**What to do**
Filter the entries for the string "wonderful". Copy each line that has it.

Content starts

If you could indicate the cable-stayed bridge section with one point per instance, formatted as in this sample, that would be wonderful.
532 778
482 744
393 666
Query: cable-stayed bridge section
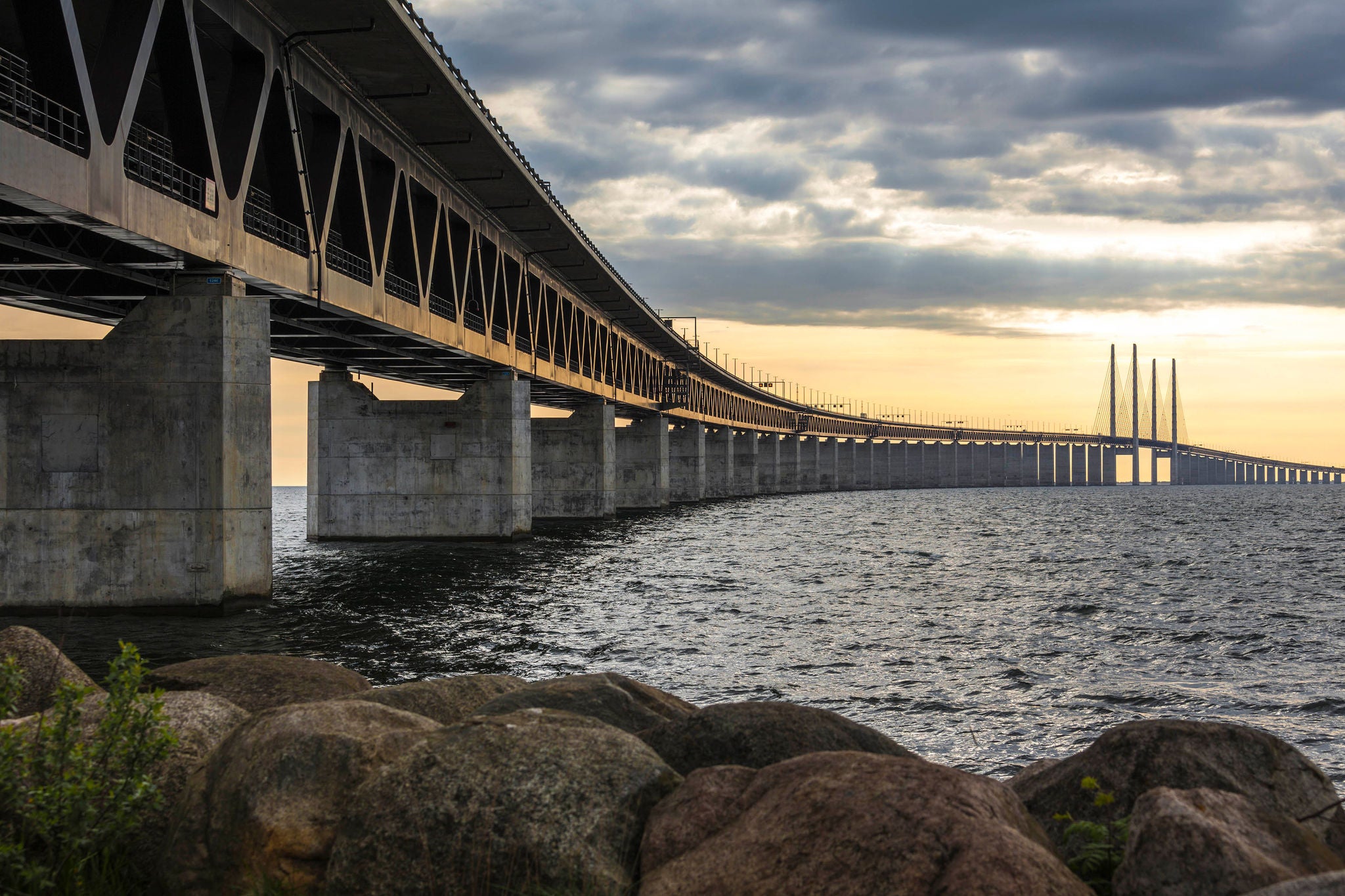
229 181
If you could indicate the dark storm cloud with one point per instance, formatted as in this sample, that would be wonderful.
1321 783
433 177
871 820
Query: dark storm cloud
961 106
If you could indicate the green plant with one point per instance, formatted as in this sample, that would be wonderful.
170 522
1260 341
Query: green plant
1097 847
73 793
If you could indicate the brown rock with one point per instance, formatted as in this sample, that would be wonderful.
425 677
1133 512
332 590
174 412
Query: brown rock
1141 756
1212 843
761 734
529 802
260 681
267 802
1329 884
444 700
848 824
607 696
43 668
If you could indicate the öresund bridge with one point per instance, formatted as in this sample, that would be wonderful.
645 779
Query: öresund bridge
231 181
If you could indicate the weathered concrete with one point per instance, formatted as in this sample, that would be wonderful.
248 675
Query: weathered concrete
381 471
883 453
1046 464
135 471
745 446
575 464
1094 464
643 479
686 459
789 464
768 464
845 464
827 464
718 463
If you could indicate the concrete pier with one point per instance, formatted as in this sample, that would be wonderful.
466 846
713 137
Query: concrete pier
718 463
686 463
768 464
745 446
789 465
643 469
135 471
575 465
827 464
384 471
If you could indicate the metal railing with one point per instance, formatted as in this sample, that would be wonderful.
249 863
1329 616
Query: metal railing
24 108
148 160
400 286
342 261
260 221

Content ends

**Output for this exercise**
If you could indicate the cable-stayed bridge section with one point per instance, formatted as in this sample, that would be wonderful.
If you could indicate the dark storm cloud with one point per instance, formatted as in this sample, that would be wonderful.
If you could indicate the green plant with one point per instance, formatted as in this sample, that would be wonderful.
If you could indicate the brown rock with one point per instance, formatted as in this sample, that would be wonderful.
If you could indicate the öresund bridge with one point per instance, formatted as in this sample, that would be wonderful.
If you could indicate the weathered concrete with one point per instance, formatted as in this sample, that would be wonderful.
If you could indicate the concrete pier with one point per instance, formatted as in this sample, that would be wonderful.
If you could indicate the metal railing with one point per instance, formatted as in this sample, that would be wonderful.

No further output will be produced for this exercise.